━━━ QUOTED PASSAGE ━━━

In Saab's defence, this isn't a failure mode I've heard of before on SIDs. The very common fault is in the way the main board connects to the glass display panel so it only affects some of the pixels, not any of the other functions. You seem to have a much rarer fault - consider yourself privileged ;o)

Cheers,

Colin.

Reply to
Colin Stamp

Yikes, how did you know?? :-) I hadn't even noticed that until you pointed it out. Car's going in next week.

...pablo

Reply to
pablo

I ran my car for a bit without the SID whilst I had it in the shed trying (and failing) to work out ways of fixing the dead pixels...

Cheers,

Colin.

Reply to
Colin Stamp

Hey - I've got dead pixels too... So can you tear these apart and work on that connection? I've seen this "zebra rubber" connections to LCD's before that if you wiggle it around you can get it back working. Of course I've also seen stuff bonded together so that you can never take it apart at least not in a state were you can get it back together.

Maybe more importantly - how do you reset this thing once you take it out. Sorry - that's probably been discussed a lot.

I think my pixels have been out for ~2 years... Luckily it's every other row so I can still read it. I had a friend who wasn't familar in there and his incredulous "What does THAT mean" was really pretty funny. I said it's "Klingon" 8-)

-MELD

Col> >

Reply to
meld_b

It's a bonded-on flexible cable I'm afraid. From what I read, sometimes the bonding fails and sometimes the conductors in the cable fail. A lot of people with failed bonds have been able to get it going by using rubber strips to increase the pressure on the cable. Mine was down to the conductors, so nothing worked. I farted about for hours trying to completely replace the cable with wirewrap wire glued to the glass with conductive epoxy. Unfortunately, the cable pitch is really fine, and it was a bit of a frustrating job. Eventually this resulted in the whole unit becoming broken into a thousand pieces - My foot must have slipped, repeatedly.

━━━ EXCERPTED DATA ━━━

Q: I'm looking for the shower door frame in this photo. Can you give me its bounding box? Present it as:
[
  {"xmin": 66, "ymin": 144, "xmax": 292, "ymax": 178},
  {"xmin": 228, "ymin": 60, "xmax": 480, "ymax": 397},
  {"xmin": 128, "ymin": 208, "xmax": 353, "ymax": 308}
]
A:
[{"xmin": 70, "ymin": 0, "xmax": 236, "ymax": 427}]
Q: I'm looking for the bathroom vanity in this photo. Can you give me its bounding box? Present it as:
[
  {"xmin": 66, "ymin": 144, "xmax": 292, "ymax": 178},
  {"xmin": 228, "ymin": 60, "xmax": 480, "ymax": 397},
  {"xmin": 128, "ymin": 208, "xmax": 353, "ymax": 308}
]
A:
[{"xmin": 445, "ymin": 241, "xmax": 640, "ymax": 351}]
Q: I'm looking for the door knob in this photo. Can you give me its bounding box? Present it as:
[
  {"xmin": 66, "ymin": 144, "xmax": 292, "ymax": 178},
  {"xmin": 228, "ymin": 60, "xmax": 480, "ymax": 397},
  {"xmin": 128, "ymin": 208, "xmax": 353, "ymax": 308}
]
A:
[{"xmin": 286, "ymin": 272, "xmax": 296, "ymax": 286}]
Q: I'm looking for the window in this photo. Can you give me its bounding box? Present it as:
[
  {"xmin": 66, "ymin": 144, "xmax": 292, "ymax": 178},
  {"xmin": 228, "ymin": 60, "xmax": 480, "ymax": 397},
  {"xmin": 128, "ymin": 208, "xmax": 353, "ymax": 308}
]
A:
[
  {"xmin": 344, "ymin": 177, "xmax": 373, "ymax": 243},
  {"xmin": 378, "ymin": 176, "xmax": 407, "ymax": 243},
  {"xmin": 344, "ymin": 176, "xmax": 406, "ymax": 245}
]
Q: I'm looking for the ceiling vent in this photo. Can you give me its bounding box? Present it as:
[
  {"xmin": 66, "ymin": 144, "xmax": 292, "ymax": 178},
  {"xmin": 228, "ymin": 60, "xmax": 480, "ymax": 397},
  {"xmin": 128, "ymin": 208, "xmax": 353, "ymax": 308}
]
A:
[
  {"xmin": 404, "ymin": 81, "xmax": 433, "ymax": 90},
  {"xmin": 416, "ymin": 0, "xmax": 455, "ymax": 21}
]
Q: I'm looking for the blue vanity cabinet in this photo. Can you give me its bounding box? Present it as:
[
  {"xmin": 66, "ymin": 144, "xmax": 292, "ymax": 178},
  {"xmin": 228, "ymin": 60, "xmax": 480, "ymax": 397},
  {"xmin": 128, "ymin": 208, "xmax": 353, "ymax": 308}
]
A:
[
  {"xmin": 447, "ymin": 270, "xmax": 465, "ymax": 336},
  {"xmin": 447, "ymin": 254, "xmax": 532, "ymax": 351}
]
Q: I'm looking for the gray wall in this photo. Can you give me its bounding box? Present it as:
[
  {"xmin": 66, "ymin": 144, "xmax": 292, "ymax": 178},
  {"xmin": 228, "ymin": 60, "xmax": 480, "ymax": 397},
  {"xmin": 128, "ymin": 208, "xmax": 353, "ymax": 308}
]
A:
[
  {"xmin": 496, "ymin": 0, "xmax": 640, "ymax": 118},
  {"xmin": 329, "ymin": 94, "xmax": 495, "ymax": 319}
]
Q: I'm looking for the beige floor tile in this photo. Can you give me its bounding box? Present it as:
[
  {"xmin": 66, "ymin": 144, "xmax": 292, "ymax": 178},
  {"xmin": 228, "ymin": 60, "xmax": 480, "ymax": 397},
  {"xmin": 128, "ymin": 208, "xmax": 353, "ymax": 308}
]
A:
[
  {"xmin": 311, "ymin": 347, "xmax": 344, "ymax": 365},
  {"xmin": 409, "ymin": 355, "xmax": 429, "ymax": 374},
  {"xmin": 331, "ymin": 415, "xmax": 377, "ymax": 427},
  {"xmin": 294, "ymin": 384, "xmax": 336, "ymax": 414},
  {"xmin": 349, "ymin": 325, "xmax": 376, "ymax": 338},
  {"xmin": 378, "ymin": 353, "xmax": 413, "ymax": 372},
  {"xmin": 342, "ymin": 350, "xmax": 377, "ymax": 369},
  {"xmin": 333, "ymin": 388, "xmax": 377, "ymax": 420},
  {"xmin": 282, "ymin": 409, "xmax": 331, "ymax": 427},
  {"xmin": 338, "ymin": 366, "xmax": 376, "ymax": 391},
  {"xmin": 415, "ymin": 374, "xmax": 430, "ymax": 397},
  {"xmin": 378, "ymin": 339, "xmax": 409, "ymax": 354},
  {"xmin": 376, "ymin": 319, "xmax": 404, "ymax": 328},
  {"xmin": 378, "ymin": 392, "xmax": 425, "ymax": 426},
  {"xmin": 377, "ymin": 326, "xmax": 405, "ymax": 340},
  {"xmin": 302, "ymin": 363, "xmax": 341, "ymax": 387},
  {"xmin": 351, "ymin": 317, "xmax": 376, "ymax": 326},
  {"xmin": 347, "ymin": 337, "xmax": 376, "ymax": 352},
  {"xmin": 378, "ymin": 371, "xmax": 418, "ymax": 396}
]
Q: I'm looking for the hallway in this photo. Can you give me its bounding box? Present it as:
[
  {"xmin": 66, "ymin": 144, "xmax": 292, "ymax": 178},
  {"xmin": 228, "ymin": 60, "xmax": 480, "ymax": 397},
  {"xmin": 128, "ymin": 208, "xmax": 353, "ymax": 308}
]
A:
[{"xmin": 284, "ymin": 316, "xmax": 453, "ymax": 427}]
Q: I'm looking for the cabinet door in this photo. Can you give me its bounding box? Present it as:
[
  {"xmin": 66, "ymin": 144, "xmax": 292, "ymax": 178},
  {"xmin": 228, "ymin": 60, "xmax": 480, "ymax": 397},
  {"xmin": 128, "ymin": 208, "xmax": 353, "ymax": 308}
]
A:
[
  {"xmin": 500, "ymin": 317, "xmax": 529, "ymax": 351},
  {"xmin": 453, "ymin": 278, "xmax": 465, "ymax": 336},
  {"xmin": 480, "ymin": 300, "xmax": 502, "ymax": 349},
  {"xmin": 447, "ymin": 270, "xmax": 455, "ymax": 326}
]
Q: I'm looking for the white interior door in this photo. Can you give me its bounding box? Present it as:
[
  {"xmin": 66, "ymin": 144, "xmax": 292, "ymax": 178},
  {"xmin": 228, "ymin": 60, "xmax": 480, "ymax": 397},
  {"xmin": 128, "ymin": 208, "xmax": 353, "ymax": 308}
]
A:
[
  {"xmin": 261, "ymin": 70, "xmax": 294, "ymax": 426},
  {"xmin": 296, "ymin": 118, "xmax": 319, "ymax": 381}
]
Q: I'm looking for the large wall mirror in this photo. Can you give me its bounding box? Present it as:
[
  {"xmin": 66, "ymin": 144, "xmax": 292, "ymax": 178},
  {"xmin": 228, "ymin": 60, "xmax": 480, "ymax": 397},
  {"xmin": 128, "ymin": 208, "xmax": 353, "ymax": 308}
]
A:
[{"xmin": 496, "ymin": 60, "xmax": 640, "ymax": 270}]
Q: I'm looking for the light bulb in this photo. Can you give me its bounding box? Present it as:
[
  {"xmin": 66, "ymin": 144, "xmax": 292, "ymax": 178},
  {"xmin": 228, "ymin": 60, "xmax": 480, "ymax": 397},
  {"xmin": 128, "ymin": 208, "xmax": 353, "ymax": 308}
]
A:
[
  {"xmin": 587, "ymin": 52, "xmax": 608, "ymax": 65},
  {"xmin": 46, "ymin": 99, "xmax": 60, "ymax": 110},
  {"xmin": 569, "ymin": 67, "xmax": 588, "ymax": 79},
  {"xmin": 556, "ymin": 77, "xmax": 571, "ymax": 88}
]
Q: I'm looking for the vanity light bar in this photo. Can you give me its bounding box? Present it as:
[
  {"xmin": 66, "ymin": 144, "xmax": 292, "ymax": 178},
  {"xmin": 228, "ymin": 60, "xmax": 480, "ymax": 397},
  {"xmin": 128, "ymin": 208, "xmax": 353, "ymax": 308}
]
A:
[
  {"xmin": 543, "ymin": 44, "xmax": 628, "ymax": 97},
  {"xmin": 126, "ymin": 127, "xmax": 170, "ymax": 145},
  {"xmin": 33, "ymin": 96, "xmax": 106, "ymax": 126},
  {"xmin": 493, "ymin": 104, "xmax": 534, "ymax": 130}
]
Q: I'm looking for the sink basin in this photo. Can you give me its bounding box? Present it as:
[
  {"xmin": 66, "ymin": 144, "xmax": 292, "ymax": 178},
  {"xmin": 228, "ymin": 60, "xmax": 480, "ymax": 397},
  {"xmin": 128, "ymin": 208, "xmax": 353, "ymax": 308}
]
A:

━━━

TASKS AND EXERCISES →
a) In the Saab display thread, what did meld_b tell a friend the garbled display text was?
b) Decide whether each statement agrees with the Saab display thread, giving yes or no with the deciding words quoted: (i) On meld_b's display, the dead pixels fall on every other row. (ii) Colin's fault came from the bonding rather than the conductors. (iii) Colin succeeded in replacing the cable with wirewrap wire.
c) Extend the Saab display thread past its final sentence.
The rows have no connection to the Saab display thread.

PER-TASK ANSWERS →
a) Klingon.

b) (i) Yes: "Luckily it's every other row so I can still read it." (ii) No: "Mine was down to the conductors, so nothing worked." (iii) No: "Eventually this resulted in the whole unit becoming broken into a thousand pieces"

c)
There's no need to reset it. It just works when you plug it back in. If you buy a new unit though, you have to take it to someone with a Tech 2 to tell it what car it's going into.

Cheers,

Colin.

Reply to
Colin Stamp

from what I've been able to see, it's not held on with conductive glue but hot bar soldered. I looked at mine under a microscope at work. It's convenient to have electronics techs working with you!

The real pisser is that I finally broke down and bought a new one, $500 installed and it's been just over a year, and just out of warranty, and it's started all over again.

Reply to
Bill Jackson

That might be the case at the PCB end, but they'd have awful trouble soldering anything to glass!

Now that's *really* annoying. You have my sympathy.

Cheers,

Colin.

Reply to
Colin Stamp

oh yea, you're right.

The issue (at least with mine) was not the glass end but the PCB end. There is WAY too much strain on the flex and it causes delamination of the conductors, which then break.

sorry for the confusion

Reply to
Bill Jackson

Yep. I think mine failed the same way. I had it powered up on the bench and pushing on the contacts didn't bring the pixels back, but flexing the cable did. I just couldn't find a cable position that allowed it to work reliably with the case on. Other's have said they've had good results just by increasing the pressure on the contacts though, so either there's another failure mode, or the cable disturbance is randomly sorting some units out.

Cheers,

Colin.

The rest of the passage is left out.